EXERCISE DETAILS: Copy out each line below exactly as it appears.
--- start ---
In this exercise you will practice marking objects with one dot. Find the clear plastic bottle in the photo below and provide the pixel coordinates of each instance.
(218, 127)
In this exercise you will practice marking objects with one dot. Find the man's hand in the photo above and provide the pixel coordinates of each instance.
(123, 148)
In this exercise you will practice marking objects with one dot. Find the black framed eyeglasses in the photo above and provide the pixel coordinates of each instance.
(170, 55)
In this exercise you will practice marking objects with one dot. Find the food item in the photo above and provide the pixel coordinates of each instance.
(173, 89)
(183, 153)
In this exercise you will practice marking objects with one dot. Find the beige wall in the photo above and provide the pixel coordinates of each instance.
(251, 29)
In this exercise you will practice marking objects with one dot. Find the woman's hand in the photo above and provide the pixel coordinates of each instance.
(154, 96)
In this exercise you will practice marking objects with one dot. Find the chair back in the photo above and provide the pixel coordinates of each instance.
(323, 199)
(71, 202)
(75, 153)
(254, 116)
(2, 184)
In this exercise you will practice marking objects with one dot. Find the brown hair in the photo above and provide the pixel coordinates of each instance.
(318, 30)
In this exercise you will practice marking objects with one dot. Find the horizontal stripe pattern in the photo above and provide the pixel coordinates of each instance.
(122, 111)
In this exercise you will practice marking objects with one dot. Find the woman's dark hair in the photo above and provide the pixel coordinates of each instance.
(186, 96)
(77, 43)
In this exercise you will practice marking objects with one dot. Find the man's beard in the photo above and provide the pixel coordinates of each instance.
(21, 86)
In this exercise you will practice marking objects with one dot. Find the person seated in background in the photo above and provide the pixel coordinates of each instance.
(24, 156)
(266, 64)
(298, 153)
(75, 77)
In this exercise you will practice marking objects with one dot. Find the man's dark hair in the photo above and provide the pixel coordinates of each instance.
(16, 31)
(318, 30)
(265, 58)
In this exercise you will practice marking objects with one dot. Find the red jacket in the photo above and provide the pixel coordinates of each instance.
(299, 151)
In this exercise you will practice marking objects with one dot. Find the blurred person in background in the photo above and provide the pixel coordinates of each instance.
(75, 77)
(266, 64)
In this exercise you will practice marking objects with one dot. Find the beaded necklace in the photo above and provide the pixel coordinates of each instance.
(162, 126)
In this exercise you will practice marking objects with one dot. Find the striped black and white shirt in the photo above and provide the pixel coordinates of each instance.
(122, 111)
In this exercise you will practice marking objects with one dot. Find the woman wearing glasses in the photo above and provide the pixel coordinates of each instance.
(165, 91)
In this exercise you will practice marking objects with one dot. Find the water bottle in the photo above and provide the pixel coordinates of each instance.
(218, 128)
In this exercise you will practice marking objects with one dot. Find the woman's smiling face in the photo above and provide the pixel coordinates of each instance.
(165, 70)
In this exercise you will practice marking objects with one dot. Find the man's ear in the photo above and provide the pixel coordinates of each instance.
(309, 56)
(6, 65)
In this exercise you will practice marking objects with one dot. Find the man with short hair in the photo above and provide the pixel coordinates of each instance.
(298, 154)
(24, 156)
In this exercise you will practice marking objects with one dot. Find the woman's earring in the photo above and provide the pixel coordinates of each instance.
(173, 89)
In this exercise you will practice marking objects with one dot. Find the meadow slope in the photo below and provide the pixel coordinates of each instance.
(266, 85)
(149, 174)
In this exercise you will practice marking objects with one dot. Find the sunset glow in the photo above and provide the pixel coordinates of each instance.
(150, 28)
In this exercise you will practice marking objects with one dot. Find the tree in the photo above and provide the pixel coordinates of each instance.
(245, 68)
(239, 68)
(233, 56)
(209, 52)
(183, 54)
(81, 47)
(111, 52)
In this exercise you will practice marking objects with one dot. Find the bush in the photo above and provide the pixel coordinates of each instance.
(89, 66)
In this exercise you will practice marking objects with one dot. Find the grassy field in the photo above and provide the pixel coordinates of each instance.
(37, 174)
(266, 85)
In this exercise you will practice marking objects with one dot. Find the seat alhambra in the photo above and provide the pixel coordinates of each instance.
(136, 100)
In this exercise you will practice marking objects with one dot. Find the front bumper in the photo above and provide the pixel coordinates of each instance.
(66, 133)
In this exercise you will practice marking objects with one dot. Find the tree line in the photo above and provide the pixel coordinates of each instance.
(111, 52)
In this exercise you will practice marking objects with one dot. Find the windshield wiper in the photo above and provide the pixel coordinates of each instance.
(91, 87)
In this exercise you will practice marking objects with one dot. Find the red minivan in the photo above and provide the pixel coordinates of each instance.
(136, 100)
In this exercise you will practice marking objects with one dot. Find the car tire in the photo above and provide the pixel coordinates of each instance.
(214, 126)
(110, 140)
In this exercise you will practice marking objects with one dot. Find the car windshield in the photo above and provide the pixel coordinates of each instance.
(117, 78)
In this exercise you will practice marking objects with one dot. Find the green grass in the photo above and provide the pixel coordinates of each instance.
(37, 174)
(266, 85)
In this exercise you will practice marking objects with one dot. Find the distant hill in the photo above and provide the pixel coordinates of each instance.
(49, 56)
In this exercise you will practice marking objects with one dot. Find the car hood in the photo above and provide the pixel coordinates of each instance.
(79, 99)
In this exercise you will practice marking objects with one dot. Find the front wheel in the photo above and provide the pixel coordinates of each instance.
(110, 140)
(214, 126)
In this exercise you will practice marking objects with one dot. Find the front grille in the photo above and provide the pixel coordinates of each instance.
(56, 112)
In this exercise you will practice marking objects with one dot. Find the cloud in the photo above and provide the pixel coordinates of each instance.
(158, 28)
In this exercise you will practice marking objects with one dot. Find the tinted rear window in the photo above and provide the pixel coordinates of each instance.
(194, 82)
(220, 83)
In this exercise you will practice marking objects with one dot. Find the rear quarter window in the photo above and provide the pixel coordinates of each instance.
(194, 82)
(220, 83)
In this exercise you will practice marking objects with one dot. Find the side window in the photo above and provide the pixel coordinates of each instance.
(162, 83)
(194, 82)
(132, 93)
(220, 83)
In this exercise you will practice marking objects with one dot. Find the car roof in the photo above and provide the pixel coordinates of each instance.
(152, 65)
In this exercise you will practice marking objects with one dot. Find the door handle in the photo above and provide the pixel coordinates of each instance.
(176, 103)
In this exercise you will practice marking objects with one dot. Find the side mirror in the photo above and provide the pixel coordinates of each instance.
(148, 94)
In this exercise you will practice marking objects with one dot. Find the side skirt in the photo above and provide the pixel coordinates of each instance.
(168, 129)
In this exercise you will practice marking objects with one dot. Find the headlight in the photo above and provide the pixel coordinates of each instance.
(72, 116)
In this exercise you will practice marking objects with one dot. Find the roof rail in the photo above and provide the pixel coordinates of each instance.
--- end ---
RESULT FOR THIS TASK:
In this exercise you will practice marking objects with one dot. Find the clear plastic bottle in the photo below and provide the pixel coordinates of each instance.
(218, 127)
In this exercise you will practice marking objects with one dot. Find the man's hand in the photo above and provide the pixel coordinates of each instance.
(123, 148)
In this exercise you will practice marking objects with one dot. Find the black framed eyeglasses in the photo above and provide the pixel coordinates of each instance.
(170, 55)
In this exercise you will practice marking objects with one dot. Find the food item in the photo above and provide the pixel coordinates of each instance.
(173, 89)
(183, 153)
In this exercise you will practice marking objects with one dot. Find the beige wall in the photo above and provide the pixel coordinates of each instance.
(251, 29)
In this exercise you will practice marking objects with one dot. Find the woman's hand in the photo above and provide the pixel coordinates of each instance.
(154, 96)
In this exercise you will practice marking objects with one dot. Find the chair back in the photo above and provide the pixel coordinates of each instance.
(323, 199)
(71, 202)
(75, 153)
(254, 116)
(2, 184)
In this exercise you will practice marking objects with one dot. Find the brown hair in the photo above and provide the pixel coordinates of each instance.
(318, 30)
In this exercise you will practice marking objects with one dot. Find the horizontal stripe pattern in the photo above and provide the pixel coordinates of each instance.
(122, 111)
In this exercise you will practice marking objects with one dot. Find the woman's dark hair in the photo above and provide the pixel coordinates of each instance.
(186, 96)
(77, 43)
In this exercise you will practice marking objects with one dot. Find the man's beard in the photo above and provide the pixel coordinates of each instance.
(21, 86)
In this exercise you will practice marking objects with one dot. Find the person seated in background in the photo above and provide the pixel coordinates of each instance.
(24, 156)
(266, 64)
(298, 153)
(75, 77)
In this exercise you will practice marking objects with one dot. Find the man's dark hair in the photo above and provide the pixel coordinates of each instance.
(16, 31)
(318, 30)
(265, 58)
In this exercise you will practice marking objects with one dot. Find the red jacket in the photo above and provide the pixel coordinates of each instance.
(299, 151)
In this exercise you will practice marking objects with one dot. Find the blurred person in background in the photo above and provide the pixel coordinates of each instance.
(75, 77)
(266, 64)
In this exercise you will practice marking objects with one dot. Find the beaded necklace in the photo above and provide the pixel coordinates of each instance.
(162, 126)
In this exercise you will practice marking objects with one dot. Find the striped black and white shirt in the photo above and provide the pixel coordinates of each instance.
(122, 111)
In this exercise you will practice marking objects with one dot. Find the woman wearing glasses in the photo above and provide the pixel coordinates of each instance.
(165, 91)
In this exercise you will practice marking objects with one dot. Find the water bottle in the photo above and provide the pixel coordinates of each instance.
(218, 128)
In this exercise you will practice marking objects with one dot. Find the woman's smiling face in the photo above and provide the pixel coordinates of each instance.
(165, 70)
In this exercise you will practice marking objects with one dot. Find the man's ear in the photo above and provide the pixel coordinates of each instance.
(309, 56)
(6, 65)
In this exercise you will practice marking objects with one dot. Find the man with short hair in the photo above and provide the pixel coordinates of each instance.
(298, 154)
(24, 156)
In this exercise you will practice marking objects with one dot. Find the woman's earring in the photo above and provide the pixel coordinates of each instance.
(173, 89)
In this exercise you will practice marking objects with one dot. Find the meadow slope in the photo below and provide the pixel coordinates of each instance.
(266, 85)
(149, 174)
In this exercise you will practice marking objects with one dot. Find the sunset glow in the photo above and provide the pixel coordinates of each instance.
(150, 28)
In this exercise you will practice marking objects with one dot. Find the tree in the photo above and provide the pixel coordinates of each instance.
(245, 68)
(239, 68)
(233, 56)
(209, 52)
(183, 54)
(81, 47)
(111, 52)
In this exercise you will practice marking objects with one dot. Find the bush in the photo above and provide the pixel coordinates of each instance.
(89, 66)
In this exercise you will practice marking objects with one dot. Find the grassy field in the photo above and provide the pixel coordinates of each instance.
(37, 174)
(266, 85)
In this exercise you will practice marking objects with one dot. Find the seat alhambra in the photo above and provide the pixel coordinates of each instance.
(136, 100)
In this exercise you will practice marking objects with one dot. Find the front bumper in the photo above and provide the pixel coordinates of each instance.
(66, 133)
In this exercise you will practice marking objects with one dot. Find the tree line in the photo above and provide the pixel coordinates of each instance.
(111, 52)
In this exercise you will practice marking objects with one dot. Find the windshield wiper in the photo above and provide the pixel coordinates of each instance.
(91, 87)
In this exercise you will practice marking objects with one dot. Find the red minivan in the photo above and provide the pixel coordinates of each instance.
(136, 100)
In this exercise you will practice marking objects with one dot. Find the car tire in the photo above and provide the pixel coordinates of each instance.
(214, 126)
(110, 140)
In this exercise you will practice marking objects with one dot. Find the car windshield in the photo above and provide the pixel coordinates of each instance.
(117, 78)
In this exercise you will practice marking objects with one dot. Find the green grass in the photo above and provide the pixel coordinates of each instance.
(37, 174)
(266, 85)
In this exercise you will practice marking objects with one dot. Find the distant hill in the photo above and provide the pixel coordinates of each instance.
(49, 56)
In this exercise you will practice marking objects with one dot. Find the car hood in the photo above and provide the pixel coordinates of each instance.
(79, 99)
In this exercise you will practice marking objects with one dot. Find the front wheel in the photo above and provide the pixel coordinates of each instance.
(110, 140)
(214, 126)
In this exercise you will practice marking objects with one dot. Find the front grille in the photo above and provide the pixel coordinates of each instance.
(56, 112)
In this exercise you will practice marking objects with one dot. Find the cloud in the photo above and provide the pixel coordinates of each instance.
(158, 28)
In this exercise you will practice marking objects with one dot. Find the tinted rear window in the photo above and provide the pixel coordinates of each instance.
(194, 82)
(220, 83)
In this exercise you will practice marking objects with one dot. Find the rear quarter window in the photo above and provide the pixel coordinates of each instance.
(194, 82)
(220, 83)
In this exercise you will practice marking objects with one dot. Find the side window in the photo above and provide the pixel coordinates of each instance.
(162, 83)
(194, 82)
(132, 93)
(220, 83)
In this exercise you will practice marking objects with one dot. Find the car roof in the photo above and provide the pixel coordinates of each instance.
(152, 65)
In this exercise you will practice marking objects with one dot. Find the door handle in the photo above and provide the pixel coordinates of each instance.
(176, 103)
In this exercise you will practice marking objects with one dot. Find the side mirror in the photo above and provide the pixel coordinates of each instance.
(148, 94)
In this exercise you will practice marking objects with one dot. Find the side skirt in the photo above and provide the pixel coordinates of each instance.
(168, 129)
In this exercise you will practice marking objects with one dot. Find the headlight in the photo above and provide the pixel coordinates of each instance.
(72, 116)
In this exercise you will practice marking objects with one dot. Find the roof rail in the photo above and provide the pixel coordinates of each instance.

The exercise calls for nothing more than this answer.